There isn’t a great deal to say because generally Brexit doesn’t change a lot of what we do. There will be some things around the edges. From a client's perspective, they are all desperate to get another nationality. And it is trying to guess what some of the unforeseen consequences will be.
We have a Spanish practitioner, a Dutch practitioner and a French practitioner who are going to talk about Brexit from their perspective, so just picking up what the world looks like from their point of view is going to be interesting.
The Money Laundering Directives started off really because people were worried about the proceeds of crime and dirty money wandering around the world. Then they got worried about money funding terrorism. But since 2008, the Money Laundering Directives have really been directed at collecting tax. The world’s view of not paying tax varies considerably. In the UK there used to be a clear distinction between evading tax ie, criminally telling lies to the Revenue to not pay tax, and avoiding paying tax, which was doing something legal but doing it in a different way, so there was a distinction.
The 4th ML directive was a response to 2008 and trying to make sure that there was more exchange of tax information. For a long time Oxfam and the Justice Network have been saying that the offshore jurisdictions are responsible for a whole load of tax not being paid, particularly in Africa and developing countries, and if that tax is paid, poverty would diminish. There is a lot of uncertainty over whether that is true or not.
Yes, the 5th changes that. It says that any trust, whether it has tax consequences or not, must be reported to the Revenue, and there must be a register that is available to interested parties. This 5th ML is what is concerning clients.
It is a completely unnecessary amount of work. If you’ve got a life policy that pays out money on your death or a pension policy, generally both have no tax consequences. They may not be worth anything at the moment - they are only worth something if you get run over by a bus. But under the 5th, that must be reported revenue and registered.
If you own a flat jointly with somebody else, it is a trust of land, it has no tax consequences, and it isn’t currently registered with anybody. Under the 5th ML Directive, and how the UK implements it, you might have to fill out a form and tell the Revenue about it. And informaton about that trust might be available to interested parties.

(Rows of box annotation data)
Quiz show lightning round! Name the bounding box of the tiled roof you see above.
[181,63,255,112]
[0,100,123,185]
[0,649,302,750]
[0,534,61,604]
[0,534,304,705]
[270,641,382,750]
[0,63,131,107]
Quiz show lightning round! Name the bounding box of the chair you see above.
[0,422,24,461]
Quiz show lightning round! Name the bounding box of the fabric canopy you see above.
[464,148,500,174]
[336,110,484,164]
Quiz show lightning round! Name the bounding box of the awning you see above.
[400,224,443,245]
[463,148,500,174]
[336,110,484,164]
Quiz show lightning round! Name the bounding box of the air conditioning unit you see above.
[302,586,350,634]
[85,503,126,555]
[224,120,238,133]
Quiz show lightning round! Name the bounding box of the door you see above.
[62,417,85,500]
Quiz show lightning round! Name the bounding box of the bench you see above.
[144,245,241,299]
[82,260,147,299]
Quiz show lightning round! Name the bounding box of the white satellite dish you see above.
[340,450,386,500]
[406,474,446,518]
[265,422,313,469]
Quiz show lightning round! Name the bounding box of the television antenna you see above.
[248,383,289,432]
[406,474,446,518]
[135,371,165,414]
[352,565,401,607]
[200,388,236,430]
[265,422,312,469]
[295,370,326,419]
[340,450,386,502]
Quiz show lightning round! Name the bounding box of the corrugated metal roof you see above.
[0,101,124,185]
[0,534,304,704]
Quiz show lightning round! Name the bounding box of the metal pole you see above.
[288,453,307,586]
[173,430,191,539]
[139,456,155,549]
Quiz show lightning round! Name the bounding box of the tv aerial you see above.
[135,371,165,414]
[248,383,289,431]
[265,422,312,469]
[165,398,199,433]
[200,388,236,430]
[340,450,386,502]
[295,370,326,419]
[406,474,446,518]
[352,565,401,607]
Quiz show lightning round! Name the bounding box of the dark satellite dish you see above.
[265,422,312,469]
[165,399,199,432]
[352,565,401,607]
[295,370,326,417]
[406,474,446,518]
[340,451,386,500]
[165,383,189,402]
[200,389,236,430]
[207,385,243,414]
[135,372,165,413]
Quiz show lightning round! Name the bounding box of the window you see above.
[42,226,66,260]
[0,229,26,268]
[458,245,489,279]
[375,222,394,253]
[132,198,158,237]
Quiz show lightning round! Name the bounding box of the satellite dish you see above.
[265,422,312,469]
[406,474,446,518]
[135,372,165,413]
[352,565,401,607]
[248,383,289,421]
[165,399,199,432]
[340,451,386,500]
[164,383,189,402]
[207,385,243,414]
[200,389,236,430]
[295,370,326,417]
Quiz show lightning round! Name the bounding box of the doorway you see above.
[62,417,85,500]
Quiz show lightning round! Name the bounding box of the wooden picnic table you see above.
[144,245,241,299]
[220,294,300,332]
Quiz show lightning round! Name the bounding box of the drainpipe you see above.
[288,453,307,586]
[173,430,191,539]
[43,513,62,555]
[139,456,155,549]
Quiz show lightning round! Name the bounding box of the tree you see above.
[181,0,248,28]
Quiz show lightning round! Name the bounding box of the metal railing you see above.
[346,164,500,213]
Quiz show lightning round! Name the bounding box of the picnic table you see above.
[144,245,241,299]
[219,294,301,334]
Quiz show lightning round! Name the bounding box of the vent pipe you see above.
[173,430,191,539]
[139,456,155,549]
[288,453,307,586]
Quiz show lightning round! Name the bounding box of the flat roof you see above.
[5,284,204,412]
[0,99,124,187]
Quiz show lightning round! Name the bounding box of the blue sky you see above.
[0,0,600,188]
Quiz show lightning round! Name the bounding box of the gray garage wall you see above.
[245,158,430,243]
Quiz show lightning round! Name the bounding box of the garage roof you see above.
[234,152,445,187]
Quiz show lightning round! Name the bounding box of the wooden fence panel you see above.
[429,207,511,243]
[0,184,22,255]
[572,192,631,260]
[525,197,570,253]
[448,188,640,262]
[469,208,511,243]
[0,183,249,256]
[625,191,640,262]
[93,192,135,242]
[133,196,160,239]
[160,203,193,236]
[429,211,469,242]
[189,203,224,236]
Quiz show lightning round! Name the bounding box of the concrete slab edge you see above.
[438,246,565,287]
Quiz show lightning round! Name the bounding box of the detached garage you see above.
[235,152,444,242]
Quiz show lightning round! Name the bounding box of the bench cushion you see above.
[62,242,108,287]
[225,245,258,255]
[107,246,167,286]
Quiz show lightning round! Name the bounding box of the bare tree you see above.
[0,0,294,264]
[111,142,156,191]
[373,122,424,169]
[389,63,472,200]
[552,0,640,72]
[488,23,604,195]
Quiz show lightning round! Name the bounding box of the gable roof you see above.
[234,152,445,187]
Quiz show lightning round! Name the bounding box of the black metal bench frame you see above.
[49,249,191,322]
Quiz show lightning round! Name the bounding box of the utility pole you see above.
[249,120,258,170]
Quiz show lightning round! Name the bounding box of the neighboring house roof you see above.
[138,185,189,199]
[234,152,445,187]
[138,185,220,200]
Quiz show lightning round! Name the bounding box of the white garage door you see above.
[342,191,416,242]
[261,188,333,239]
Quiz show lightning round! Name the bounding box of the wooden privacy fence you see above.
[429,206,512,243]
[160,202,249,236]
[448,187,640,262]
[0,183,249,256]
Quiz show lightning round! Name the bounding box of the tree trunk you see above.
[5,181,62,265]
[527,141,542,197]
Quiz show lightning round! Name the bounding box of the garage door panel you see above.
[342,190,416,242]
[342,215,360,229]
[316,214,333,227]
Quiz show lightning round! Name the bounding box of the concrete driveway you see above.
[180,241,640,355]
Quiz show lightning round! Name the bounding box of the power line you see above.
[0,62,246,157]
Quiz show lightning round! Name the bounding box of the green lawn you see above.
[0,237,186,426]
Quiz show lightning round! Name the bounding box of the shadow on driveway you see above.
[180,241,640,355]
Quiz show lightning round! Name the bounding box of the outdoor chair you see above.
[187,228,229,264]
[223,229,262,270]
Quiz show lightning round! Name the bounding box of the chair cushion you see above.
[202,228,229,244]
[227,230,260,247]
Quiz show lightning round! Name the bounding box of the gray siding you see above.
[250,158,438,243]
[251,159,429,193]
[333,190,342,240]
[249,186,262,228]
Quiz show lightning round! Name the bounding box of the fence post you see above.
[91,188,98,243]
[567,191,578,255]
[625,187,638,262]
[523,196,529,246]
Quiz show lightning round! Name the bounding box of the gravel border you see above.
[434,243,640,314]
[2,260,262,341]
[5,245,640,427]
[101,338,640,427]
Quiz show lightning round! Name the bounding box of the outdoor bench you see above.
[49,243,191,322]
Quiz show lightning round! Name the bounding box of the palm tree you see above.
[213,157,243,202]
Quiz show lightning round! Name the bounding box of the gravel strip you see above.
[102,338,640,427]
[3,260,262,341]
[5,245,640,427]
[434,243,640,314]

§ **WHAT THE TASK REQUIRES**: Write out the part of the money laundering passage above from "The 4th ML directive" up to and including "true or not.".

§ **EXERCISE RESULT**:
The 4th ML directive was a response to 2008 and trying to make sure that there was more exchange of tax information. For a long time Oxfam and the Justice Network have been saying that the offshore jurisdictions are responsible for a whole load of tax not being paid, particularly in Africa and developing countries, and if that tax is paid, poverty would diminish. There is a lot of uncertainty over whether that is true or not.